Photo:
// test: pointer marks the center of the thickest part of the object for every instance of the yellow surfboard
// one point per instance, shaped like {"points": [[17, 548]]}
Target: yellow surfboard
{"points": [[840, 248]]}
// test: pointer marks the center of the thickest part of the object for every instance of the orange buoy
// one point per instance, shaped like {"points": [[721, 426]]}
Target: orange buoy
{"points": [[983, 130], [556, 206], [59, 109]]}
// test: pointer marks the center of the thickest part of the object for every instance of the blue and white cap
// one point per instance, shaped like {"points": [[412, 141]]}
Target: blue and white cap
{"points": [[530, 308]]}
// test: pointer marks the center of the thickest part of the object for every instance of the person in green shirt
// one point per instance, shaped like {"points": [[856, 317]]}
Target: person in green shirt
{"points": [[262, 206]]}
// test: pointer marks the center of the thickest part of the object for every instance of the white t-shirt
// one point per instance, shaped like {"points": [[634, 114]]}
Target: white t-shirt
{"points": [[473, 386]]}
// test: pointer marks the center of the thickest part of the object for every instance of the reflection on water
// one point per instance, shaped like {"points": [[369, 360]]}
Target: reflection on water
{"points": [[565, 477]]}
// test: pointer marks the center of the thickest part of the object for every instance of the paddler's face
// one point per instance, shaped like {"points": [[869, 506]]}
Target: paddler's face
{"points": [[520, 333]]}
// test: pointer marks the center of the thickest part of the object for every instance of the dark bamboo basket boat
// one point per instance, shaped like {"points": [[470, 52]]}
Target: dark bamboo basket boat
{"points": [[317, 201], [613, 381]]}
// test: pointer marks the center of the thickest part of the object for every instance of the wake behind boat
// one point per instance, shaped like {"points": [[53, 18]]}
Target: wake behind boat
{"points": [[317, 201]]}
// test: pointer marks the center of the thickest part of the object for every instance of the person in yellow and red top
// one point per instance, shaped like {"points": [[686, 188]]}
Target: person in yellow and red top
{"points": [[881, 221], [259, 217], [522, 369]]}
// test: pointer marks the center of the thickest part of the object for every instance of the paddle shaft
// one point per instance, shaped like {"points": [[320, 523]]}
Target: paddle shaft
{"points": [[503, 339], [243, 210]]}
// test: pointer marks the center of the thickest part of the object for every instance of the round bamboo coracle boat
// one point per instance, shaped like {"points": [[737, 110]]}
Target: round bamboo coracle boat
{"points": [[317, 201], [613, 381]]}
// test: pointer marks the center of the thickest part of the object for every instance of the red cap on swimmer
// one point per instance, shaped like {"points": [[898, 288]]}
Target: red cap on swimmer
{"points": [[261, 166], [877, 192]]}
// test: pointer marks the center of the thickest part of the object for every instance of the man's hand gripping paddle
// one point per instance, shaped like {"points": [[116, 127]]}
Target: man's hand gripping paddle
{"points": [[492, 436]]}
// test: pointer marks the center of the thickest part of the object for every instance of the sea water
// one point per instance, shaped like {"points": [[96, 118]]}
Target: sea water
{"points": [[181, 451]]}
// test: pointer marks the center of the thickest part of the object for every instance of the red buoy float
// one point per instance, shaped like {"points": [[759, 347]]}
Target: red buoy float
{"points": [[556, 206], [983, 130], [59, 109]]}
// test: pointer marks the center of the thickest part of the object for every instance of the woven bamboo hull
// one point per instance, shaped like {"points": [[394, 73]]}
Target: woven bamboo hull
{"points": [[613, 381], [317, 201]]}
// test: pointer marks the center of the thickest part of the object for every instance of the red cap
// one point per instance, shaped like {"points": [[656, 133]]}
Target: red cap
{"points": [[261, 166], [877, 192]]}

Written task: Rewrite all of the material above as a JSON array of strings, one string per line, leaving out any blank lines.

Written solution:
[
  "Photo:",
  "// test: pointer marks the center of the thickest part of the object for every instance of the yellow surfboard",
  "// one point per instance, shaped like {\"points\": [[17, 548]]}",
  "Target: yellow surfboard",
  "{\"points\": [[840, 248]]}",
  "// test: pointer marks the center of the thickest part of the object for every instance of the orange buoy",
  "// one point per instance, shaped like {\"points\": [[721, 426]]}",
  "Target: orange buoy",
  "{\"points\": [[983, 130], [556, 206], [59, 109]]}",
  "// test: pointer marks the center of the thickest part of the object for every instance of the blue and white cap",
  "// one point per instance, shaped like {\"points\": [[412, 141]]}",
  "Target: blue and white cap",
  "{\"points\": [[530, 308]]}",
  "// test: pointer marks the center of the thickest part of the object for every instance of the person in green shirt",
  "// one point per instance, shaped like {\"points\": [[856, 317]]}",
  "Target: person in green shirt",
  "{\"points\": [[262, 206]]}",
  "// test: pointer marks the center of the thickest part of the object for every instance of the white t-shirt",
  "// one point per instance, shaped like {\"points\": [[634, 114]]}",
  "Target: white t-shirt",
  "{\"points\": [[473, 386]]}",
  "// test: pointer marks the center of the thickest part of the object for every instance of the reflection on water",
  "// one point per instance, shaped like {\"points\": [[369, 360]]}",
  "Target: reflection on water",
  "{\"points\": [[565, 477]]}",
  "// test: pointer marks the center of the thickest part of the object for every instance of the paddler's face",
  "// one point per instance, shaped like {\"points\": [[869, 506]]}",
  "Target: paddler's face",
  "{\"points\": [[520, 333]]}",
  "// test: pointer marks the center of the thickest part of the object for every instance of the dark bamboo basket boat",
  "// one point per instance, shaped like {\"points\": [[470, 52]]}",
  "Target: dark bamboo basket boat",
  "{\"points\": [[317, 201], [613, 381]]}",
  "// test: pointer marks the center of the thickest part of the object for every instance of the wake behind boat",
  "// one point per instance, shaped like {\"points\": [[53, 18]]}",
  "Target: wake behind boat",
  "{\"points\": [[317, 201]]}",
  "// test: pointer marks the center of the thickest part of the object for every instance of the person in yellow and red top",
  "// one point per instance, shaped like {\"points\": [[686, 188]]}",
  "Target: person in yellow and red top",
  "{\"points\": [[881, 221], [259, 217], [522, 369]]}",
  "// test: pointer marks the center of the thickest part of the object for every instance of the paddle shaft",
  "// one point per instance, shaped like {\"points\": [[320, 523]]}",
  "Target: paddle shaft",
  "{\"points\": [[503, 339], [243, 210]]}",
  "// test: pointer marks the center of the thickest part of the object for every instance of the round bamboo coracle boat",
  "// one point per instance, shaped like {\"points\": [[737, 110]]}",
  "Target: round bamboo coracle boat",
  "{\"points\": [[317, 201], [613, 381]]}",
  "// test: pointer marks the center of the thickest part of the object for every instance of the red cap on swimmer",
  "// one point per instance, shaped like {\"points\": [[898, 288]]}",
  "Target: red cap on swimmer",
  "{\"points\": [[261, 166], [877, 192]]}",
  "// test: pointer marks the center of the thickest part of the object for every instance of the man's hand gripping paddle",
  "// one point per instance, shaped like {\"points\": [[116, 127]]}",
  "Target: man's hand gripping paddle",
  "{\"points\": [[492, 436]]}",
  "// test: pointer marks the center of the thickest part of the object for every instance of the sea water",
  "// one point per instance, shaped like {\"points\": [[96, 118]]}",
  "Target: sea water",
  "{\"points\": [[181, 451]]}",
  "// test: pointer marks the center of the thickest part of the object for every instance of the red buoy float",
  "// one point per instance, shaped like {\"points\": [[759, 347]]}",
  "Target: red buoy float",
  "{\"points\": [[556, 206], [983, 130], [59, 109]]}",
  "// test: pointer marks the center of the thickest part of the object for every instance of the woven bamboo hull",
  "// one point per instance, shaped like {\"points\": [[394, 73]]}",
  "Target: woven bamboo hull",
  "{\"points\": [[613, 381], [317, 201]]}",
  "// test: pointer marks the center of the thickest part of the object for every instance of the red cap",
  "// one point per instance, shaped like {\"points\": [[656, 133]]}",
  "Target: red cap",
  "{\"points\": [[261, 166], [877, 192]]}"
]